## Page text

----------------------------------------

Advertisement

Has Tap Shoes, Has Traveled, and Has the Medals to Prove It

Share

On Aug. 10, 1918, Cpl. Robert B. Young cut his way through wire barricades while under heavy artillery fire and engaged the enemy in hand-to-hand combat, thereby enabling his Army unit to advance on the battlefield near Fismette, France.

“If it weren’t for me, the United States would have lost the war and wouldn’t exist today,” Young announced 67 1/2 years later, nudging a nurse to make sure she got the joke. Then he went into his dance.

“You don’t know any other 90-year-olds who can do that, do you?” Young said, his flair for comedy again straining the facts. He’s really just 89.

Advertisement

And he was really tap dancing, as said he once did in show business.

“The girls go crazy when I do this,” he said. “Have to fight ‘em off.”

Bob Young is the comic relief at Broadway Convalescent Hospital in San Gabriel, where he has lived for four years. He also is a World War I hero whose unremitting wit softens some tragic stories.

“I am convinced his indomitable sense of humor has kept him alive,” said Young’s son-in-law, Michael E. Kimmel of San Gabriel.

In 1918 Young won the Distinguished Service Cross, the nation’s second highest award for valor. He also received the World War I Victory Medal with Battle Clasp for Defensive Sector and the World War I Victory Button. They are visible in old photographs among Young’s memorabilia.

Young, a native of Pennsylvania, after the war became a pharmacist with his own drug store in Pittsburgh. His first wife died, his second marriage ended in divorce and his children, including Kimmel’s wife, Sherry, had difficulty keeping track of him.

For most of Young’s life, his medals and army uniform were among his most cherished possessions. They and other valuables were carefully packed in a trunk that accompanied Young when he moved to the Los Angeles area in the 1950s.

Kimmel said that about five years ago the trunk was ransacked and its valuable contents--including the uniform and medals--were stolen.

Advertisement

Soon after that, Young became ill and entered the hospital. “Now he’s dancing his way to fame,” Kimmel said. “His genes must be made of little cast iron bullets.”

Kimmel’s many attempts to get Young’s Distinguished Service Cross and other medals replaced failed until last summer, when he wrote directly to President Reagan. A response from the Department of the Army came almost immediately, explaining that a fire in 1973 in the National Personnel Records Center in St. Louis destroyed Young’s records, but Congressional records confirmed his heroism, and the medals would be replaced.

At a ceremony in the Broadway Convalescent Hospital last month, Young was given re-issues of his three most prized medals.

The presentation was made by Maj. Vance L. Marsh of the Arcadia headquarters of the 2nd Battalion, 144th Field Artillery, California Army National Guard.

“It was a special honor,” Marsh said. “I’ve never seen anything like this. Not a lot of people have a Distinguished Service Cross.”

For that brief, solemn moment when he received the medals, Young stopped laughing.

But that doesn’t happen often. He often breaks into dances and is proud of his tap dancing shoes, which he said are the very ones he wore when he danced in shows with Vernon and Irene Castle, popular dancers of the 1920s.

Advertisement

“Bet you’ve never seen anything like this,” he said, dancing as he recalled the ceremony. “The trouble is, the girls go crazy and we’ll have to call the police to get the place cleared.”

----------------------------------------

## Record extracts

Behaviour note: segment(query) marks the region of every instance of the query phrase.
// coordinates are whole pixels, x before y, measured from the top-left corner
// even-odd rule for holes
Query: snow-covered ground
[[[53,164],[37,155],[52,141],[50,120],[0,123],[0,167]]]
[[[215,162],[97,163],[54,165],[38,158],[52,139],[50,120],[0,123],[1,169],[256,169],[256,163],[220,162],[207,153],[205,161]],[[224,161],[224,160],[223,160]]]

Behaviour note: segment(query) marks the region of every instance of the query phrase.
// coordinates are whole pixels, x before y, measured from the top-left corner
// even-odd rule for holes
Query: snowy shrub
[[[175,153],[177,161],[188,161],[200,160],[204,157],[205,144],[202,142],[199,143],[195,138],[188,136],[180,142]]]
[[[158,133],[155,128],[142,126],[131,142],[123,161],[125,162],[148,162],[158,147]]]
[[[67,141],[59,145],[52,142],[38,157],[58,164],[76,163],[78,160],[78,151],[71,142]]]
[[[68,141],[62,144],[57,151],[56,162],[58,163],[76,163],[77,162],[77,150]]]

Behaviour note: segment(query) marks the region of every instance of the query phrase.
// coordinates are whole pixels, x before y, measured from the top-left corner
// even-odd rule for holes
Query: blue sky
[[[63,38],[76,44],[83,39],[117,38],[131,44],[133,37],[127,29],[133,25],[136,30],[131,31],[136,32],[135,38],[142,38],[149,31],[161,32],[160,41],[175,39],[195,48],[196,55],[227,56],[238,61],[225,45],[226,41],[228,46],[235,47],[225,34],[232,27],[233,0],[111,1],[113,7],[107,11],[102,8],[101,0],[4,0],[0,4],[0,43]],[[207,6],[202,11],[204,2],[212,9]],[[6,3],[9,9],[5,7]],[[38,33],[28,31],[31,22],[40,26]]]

----------------------------------------

## Check your understanding
[1] According to the article about Robert B. Young, what destroyed his Army records?
[2] Which awards does the article about Robert B. Young say he received? List all of them.
[3] Transcribe the part of the article about Robert B. Young that opens with the words "For most of" and closes with "and medals--were stolen.".
The records are separate material from the article about Robert B. Young.

## Results of the exercise
[1] A 1973 fire at the National Personnel Records Center in St. Louis destroyed them.

[2]
- Distinguished Service Cross
- World War I Victory Medal with Battle Clasp for Defensive Sector
- World War I Victory Button

[3]
For most of Young’s life, his medals and army uniform were among his most cherished possessions. They and other valuables were carefully packed in a trunk that accompanied Young when he moved to the Los Angeles area in the 1950s.

Kimmel said that about five years ago the trunk was ransacked and its valuable contents--including the uniform and medals--were stolen.